## start MATERIAL SHOWN

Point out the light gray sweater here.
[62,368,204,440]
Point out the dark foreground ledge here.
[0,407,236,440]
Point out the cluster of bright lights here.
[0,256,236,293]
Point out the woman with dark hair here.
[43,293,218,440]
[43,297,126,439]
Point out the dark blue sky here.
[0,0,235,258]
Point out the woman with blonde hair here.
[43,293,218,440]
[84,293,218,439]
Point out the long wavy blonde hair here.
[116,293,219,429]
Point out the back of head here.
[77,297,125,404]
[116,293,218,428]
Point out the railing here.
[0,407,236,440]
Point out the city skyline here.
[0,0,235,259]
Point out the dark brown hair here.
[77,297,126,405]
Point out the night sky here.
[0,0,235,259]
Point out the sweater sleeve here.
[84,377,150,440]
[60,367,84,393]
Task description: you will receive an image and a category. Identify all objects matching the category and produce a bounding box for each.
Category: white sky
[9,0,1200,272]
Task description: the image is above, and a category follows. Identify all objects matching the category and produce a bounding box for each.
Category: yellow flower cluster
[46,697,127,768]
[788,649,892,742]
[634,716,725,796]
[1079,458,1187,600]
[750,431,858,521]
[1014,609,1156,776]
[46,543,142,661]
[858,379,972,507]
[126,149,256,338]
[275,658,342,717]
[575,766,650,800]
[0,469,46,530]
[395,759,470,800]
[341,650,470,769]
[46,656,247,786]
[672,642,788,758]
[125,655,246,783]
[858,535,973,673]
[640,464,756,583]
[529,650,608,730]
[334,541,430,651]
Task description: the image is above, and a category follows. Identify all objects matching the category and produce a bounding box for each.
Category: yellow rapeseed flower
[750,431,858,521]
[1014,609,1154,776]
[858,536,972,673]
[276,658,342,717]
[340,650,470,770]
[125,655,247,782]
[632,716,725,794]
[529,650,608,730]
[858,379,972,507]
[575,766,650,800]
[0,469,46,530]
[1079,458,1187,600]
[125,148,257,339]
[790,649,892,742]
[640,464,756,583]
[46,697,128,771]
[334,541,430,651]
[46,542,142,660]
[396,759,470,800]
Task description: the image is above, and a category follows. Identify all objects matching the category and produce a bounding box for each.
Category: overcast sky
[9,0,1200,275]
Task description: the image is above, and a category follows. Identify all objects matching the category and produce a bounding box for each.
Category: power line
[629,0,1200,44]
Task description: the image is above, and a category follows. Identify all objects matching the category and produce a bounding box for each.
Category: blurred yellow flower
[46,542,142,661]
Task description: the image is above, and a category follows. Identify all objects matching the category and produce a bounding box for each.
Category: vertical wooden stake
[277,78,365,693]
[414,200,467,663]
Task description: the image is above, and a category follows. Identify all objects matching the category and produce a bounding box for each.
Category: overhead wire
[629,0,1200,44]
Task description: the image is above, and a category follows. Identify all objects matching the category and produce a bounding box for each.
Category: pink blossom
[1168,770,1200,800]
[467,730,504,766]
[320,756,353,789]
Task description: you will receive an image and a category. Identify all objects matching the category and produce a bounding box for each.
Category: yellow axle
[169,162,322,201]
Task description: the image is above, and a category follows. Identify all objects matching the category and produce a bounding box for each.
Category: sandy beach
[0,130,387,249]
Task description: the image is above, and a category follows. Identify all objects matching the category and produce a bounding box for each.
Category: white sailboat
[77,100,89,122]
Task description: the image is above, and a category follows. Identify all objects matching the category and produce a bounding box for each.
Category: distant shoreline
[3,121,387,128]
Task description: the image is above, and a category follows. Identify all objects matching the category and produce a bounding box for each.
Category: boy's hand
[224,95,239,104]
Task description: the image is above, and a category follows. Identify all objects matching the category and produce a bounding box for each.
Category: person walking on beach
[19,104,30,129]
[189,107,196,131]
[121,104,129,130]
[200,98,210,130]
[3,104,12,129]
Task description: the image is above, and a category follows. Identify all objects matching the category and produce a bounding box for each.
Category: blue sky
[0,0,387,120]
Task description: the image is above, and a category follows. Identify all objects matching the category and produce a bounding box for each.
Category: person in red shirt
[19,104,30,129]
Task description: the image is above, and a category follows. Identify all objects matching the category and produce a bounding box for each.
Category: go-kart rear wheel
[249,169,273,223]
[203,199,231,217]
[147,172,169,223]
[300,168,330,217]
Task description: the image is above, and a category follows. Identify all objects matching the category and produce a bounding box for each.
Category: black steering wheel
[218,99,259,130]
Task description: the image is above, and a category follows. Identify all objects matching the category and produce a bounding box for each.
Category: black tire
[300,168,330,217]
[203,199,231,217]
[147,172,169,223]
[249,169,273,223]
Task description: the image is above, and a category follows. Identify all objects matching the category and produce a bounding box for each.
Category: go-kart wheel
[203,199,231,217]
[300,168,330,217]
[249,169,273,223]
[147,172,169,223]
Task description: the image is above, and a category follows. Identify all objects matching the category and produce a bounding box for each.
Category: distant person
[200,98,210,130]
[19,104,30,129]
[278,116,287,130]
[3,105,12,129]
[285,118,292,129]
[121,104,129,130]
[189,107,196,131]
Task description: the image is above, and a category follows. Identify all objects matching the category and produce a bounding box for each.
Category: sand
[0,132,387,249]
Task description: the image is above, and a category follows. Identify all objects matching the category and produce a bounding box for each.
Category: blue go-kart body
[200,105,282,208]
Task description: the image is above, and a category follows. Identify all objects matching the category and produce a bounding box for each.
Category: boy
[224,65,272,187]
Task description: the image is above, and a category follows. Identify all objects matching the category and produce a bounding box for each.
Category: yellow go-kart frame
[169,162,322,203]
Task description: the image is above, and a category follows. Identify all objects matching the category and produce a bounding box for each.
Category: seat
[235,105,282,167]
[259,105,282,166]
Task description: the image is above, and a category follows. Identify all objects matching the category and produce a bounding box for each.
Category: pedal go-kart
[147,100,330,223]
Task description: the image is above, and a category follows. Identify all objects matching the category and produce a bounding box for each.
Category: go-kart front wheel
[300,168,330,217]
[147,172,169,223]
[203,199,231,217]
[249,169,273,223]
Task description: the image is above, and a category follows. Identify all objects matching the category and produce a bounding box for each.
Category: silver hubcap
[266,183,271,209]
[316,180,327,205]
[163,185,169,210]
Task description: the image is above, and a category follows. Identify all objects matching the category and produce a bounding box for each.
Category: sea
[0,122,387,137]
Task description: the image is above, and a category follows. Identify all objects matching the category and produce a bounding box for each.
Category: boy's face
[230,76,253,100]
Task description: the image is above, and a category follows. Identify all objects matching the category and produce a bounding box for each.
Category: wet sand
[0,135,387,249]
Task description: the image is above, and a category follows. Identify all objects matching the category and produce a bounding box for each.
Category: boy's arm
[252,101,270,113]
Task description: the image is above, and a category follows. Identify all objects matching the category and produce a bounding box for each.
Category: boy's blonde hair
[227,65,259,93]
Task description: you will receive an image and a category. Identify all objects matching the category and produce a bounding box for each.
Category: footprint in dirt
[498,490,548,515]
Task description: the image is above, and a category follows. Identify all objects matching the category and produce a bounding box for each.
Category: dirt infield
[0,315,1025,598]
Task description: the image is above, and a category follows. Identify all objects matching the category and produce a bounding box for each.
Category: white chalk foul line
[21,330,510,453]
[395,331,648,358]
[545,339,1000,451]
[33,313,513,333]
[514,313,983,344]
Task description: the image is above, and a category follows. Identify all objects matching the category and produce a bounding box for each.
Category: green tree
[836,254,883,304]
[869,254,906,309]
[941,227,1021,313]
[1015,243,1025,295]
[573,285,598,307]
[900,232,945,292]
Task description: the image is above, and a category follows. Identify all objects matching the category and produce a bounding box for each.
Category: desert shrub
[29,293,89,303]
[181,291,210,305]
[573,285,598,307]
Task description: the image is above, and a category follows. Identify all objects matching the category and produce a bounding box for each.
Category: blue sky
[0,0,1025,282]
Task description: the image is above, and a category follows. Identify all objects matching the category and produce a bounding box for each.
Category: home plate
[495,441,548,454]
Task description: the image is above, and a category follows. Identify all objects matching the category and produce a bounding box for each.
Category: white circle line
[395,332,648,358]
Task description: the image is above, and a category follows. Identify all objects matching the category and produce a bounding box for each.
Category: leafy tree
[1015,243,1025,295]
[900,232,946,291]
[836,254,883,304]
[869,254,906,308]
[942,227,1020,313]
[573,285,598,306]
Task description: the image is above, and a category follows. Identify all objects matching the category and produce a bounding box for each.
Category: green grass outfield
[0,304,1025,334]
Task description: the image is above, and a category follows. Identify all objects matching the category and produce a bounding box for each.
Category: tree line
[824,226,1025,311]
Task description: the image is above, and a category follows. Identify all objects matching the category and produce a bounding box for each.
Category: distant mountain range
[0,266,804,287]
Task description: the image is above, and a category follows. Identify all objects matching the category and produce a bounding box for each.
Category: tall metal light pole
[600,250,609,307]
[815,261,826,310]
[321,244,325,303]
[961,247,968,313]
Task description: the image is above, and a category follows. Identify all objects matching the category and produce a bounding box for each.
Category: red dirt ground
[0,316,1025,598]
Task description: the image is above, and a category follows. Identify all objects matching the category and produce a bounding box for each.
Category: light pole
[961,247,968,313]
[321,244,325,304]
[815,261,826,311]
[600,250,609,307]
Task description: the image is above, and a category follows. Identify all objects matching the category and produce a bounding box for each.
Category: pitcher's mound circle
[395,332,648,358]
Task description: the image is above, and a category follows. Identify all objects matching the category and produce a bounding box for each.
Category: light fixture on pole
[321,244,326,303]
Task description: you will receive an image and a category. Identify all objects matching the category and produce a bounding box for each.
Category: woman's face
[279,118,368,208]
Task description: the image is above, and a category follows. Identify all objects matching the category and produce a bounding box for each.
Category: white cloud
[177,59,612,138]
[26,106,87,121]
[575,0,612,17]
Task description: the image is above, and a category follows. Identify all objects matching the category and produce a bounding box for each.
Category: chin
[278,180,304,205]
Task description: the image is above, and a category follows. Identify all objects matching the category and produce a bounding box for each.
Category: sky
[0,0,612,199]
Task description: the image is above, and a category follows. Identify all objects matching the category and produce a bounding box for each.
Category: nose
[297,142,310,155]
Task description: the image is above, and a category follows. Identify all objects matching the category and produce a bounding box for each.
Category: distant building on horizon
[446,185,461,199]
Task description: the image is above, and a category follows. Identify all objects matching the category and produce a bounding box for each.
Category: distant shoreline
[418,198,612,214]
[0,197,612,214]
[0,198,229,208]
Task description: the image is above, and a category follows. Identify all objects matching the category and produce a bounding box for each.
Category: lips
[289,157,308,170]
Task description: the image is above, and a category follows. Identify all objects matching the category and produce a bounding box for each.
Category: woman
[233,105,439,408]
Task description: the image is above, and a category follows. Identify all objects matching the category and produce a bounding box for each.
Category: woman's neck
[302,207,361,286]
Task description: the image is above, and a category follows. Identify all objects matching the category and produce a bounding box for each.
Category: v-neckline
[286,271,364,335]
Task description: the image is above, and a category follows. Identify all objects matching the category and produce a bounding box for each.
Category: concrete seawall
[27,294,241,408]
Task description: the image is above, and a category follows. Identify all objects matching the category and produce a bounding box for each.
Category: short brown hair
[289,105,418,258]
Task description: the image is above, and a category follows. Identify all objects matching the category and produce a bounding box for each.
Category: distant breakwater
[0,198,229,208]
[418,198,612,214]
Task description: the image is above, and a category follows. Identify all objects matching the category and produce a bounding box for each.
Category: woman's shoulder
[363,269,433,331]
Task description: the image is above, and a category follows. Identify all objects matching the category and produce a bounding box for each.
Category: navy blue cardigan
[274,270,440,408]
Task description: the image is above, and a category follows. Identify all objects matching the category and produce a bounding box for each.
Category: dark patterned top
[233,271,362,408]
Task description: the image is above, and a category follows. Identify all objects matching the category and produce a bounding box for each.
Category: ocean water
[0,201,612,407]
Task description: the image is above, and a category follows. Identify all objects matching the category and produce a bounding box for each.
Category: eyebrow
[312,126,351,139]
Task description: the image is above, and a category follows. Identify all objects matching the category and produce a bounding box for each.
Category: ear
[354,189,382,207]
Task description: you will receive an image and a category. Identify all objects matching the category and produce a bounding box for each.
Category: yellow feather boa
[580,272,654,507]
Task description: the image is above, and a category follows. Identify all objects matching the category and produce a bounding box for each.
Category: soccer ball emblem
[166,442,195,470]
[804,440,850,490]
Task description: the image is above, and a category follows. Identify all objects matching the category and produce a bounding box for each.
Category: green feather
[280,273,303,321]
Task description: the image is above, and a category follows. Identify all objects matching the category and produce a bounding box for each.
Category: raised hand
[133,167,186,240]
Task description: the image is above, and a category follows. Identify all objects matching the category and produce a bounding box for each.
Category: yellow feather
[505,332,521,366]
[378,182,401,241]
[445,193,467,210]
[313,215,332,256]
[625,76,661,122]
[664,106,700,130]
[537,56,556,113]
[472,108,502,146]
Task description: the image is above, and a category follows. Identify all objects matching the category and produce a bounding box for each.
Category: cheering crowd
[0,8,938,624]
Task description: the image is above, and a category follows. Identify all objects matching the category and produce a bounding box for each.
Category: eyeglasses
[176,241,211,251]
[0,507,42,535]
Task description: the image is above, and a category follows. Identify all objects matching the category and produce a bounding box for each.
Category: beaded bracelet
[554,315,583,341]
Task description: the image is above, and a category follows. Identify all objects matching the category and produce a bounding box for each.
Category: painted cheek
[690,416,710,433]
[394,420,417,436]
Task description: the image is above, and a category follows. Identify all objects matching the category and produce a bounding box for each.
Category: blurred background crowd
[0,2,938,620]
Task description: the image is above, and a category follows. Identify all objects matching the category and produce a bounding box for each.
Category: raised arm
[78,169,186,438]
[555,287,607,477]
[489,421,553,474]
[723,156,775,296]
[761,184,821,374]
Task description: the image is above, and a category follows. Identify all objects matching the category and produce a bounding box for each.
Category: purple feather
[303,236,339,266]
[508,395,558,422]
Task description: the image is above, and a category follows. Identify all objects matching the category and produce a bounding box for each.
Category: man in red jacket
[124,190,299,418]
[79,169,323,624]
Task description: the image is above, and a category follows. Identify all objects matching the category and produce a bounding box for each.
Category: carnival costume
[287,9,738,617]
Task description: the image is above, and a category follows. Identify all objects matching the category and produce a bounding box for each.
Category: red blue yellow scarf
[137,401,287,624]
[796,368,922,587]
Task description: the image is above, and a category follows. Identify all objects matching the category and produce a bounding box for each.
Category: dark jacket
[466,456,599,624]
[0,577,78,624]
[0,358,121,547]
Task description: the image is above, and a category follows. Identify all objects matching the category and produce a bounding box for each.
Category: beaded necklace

## end MATERIAL SHOWN

Copy out the rows above from the very first line through the line with "[0,0,235,258]", swapping "Point out" for "Locate" and keeping everything else the same.

Locate the light gray sweater here.
[62,368,204,440]
Locate the dark foreground ledge here.
[0,407,236,440]
Locate the cluster of bright lights here.
[0,256,236,293]
Locate the woman with dark hair here.
[43,293,218,440]
[43,297,126,439]
Locate the dark blue sky here.
[0,0,235,258]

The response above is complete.